**Written problem 1:**
Pull out every line of the records that contains the string "spot".

Another potential geometry related problem is the possibility of source placement error at close distances. At larger sample to detector distances (e.g. 10 cm) a 0.5 cm inaccuracy in sample placement is not significant. However, at 1 cm distance, a 0.5 cm inaccuracy is very significant indeed.
If close sample to detector distances are required, the amount of cascade summing as a function of distance should be established for each detector in use and for each nuclide of interest. If the option exists, the sample to source distances should be selected in such a way that no cascade summing occurs.
To minimize placement error, each detector should be equipped with a sample holder (or several sample holders) that allow placement of all samples in very reproducible geometries.
If the potential cascade summing effects are accounted for, larger detectors can offer improved overall sample throughput. They are not, however, a panacea as is sometimes suggested.
A suggestion to replace multiple smaller efficiency detectors with a single very large detector to increase throughput should be viewed carefully from an operational / logistical standpoint. Most labs would find that such a reduction in detector redundancy would present a risk too large to tolerate.
Even with the very best service turnaround times, few labs can afford to be completely shut down during an outage caused by either failure or routine service requirements on a single detector. The redundancy provided by several detectors ensures that detectors can be taken off-line for routine servicing or redress of a failure without affecting the whole operation.
Additionally, many environmental labs, particularly if they are involved in site cleanup or accident response need to be able to count highly radioactive samples. Counting hot samples on an ultrahigh efficiency detector can be quite problematic.
Most labs find that a mix of detectors of various sizes and configurations give them the flexibility and the redundancy to service their clients most effectively.

**Written problem 2:**
In the passage on detector geometry and redundancy, what should each detector be equipped with to minimize placement error?

**Given information:**
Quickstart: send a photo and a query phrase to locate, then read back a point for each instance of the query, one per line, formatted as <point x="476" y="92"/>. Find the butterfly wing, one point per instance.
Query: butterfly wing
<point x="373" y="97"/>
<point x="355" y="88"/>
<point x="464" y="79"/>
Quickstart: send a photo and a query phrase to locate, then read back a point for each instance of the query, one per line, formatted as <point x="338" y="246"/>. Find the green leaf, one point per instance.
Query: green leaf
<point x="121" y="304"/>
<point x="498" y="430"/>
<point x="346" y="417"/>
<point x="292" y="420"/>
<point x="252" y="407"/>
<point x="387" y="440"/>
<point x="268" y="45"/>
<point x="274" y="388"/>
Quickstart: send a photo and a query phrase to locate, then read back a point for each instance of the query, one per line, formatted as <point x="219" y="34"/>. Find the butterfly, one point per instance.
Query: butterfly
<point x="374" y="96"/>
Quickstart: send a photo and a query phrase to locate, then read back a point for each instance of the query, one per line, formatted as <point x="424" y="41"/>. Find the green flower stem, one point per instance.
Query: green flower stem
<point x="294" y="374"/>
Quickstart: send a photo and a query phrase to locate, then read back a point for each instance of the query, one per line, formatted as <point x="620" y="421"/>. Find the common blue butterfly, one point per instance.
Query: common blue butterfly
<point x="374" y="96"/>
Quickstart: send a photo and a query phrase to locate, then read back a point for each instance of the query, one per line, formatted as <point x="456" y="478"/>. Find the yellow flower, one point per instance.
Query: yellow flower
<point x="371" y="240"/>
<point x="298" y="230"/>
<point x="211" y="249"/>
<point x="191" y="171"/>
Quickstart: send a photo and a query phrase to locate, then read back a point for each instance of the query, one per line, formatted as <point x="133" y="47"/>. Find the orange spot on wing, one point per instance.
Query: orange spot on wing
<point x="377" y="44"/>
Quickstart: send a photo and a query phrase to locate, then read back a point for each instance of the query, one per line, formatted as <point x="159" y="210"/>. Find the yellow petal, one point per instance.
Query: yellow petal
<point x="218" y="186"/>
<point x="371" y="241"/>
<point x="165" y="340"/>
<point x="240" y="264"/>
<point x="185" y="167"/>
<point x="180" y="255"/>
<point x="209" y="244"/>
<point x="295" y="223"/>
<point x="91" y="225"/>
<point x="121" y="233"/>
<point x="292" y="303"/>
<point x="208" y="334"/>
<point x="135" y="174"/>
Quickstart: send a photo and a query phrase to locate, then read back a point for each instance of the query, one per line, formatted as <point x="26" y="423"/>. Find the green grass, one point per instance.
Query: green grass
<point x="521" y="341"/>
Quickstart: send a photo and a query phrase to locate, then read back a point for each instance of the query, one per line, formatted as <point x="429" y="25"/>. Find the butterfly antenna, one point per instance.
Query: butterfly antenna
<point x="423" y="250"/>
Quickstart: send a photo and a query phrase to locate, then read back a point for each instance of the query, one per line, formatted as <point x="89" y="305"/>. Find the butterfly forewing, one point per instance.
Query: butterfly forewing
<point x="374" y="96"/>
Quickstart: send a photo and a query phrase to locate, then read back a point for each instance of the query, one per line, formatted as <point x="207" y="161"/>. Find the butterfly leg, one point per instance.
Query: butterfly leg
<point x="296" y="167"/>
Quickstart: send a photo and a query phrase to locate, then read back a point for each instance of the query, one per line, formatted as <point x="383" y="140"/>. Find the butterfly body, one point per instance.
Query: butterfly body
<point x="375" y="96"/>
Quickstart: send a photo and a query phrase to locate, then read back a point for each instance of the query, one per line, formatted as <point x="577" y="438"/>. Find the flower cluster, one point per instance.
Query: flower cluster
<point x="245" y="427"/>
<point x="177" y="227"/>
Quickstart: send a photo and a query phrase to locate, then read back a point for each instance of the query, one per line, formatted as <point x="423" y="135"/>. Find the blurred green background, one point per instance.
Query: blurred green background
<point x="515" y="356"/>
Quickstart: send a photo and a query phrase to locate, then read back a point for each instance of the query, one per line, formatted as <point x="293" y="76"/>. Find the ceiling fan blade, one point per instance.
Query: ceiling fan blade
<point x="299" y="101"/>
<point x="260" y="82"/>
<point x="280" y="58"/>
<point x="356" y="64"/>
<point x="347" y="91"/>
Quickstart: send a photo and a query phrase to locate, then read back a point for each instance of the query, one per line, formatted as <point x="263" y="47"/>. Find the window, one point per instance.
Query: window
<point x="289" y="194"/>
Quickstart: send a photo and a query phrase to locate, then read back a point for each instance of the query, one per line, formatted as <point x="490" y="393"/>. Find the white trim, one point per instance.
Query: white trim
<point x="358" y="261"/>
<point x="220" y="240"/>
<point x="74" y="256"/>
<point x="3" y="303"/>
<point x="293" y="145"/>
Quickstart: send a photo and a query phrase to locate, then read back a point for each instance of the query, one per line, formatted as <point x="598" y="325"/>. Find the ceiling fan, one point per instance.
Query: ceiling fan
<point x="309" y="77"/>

**Final answer 1:**
Quickstart: send a photo and a query phrase to locate, then read back a point for each instance of the query, one per line, formatted as <point x="133" y="47"/>. Find the orange spot on wing, one point per instance.
Query: orange spot on wing

**Final answer 2:**
A sample holder, or several sample holders, that allows all samples to be placed in very reproducible geometries.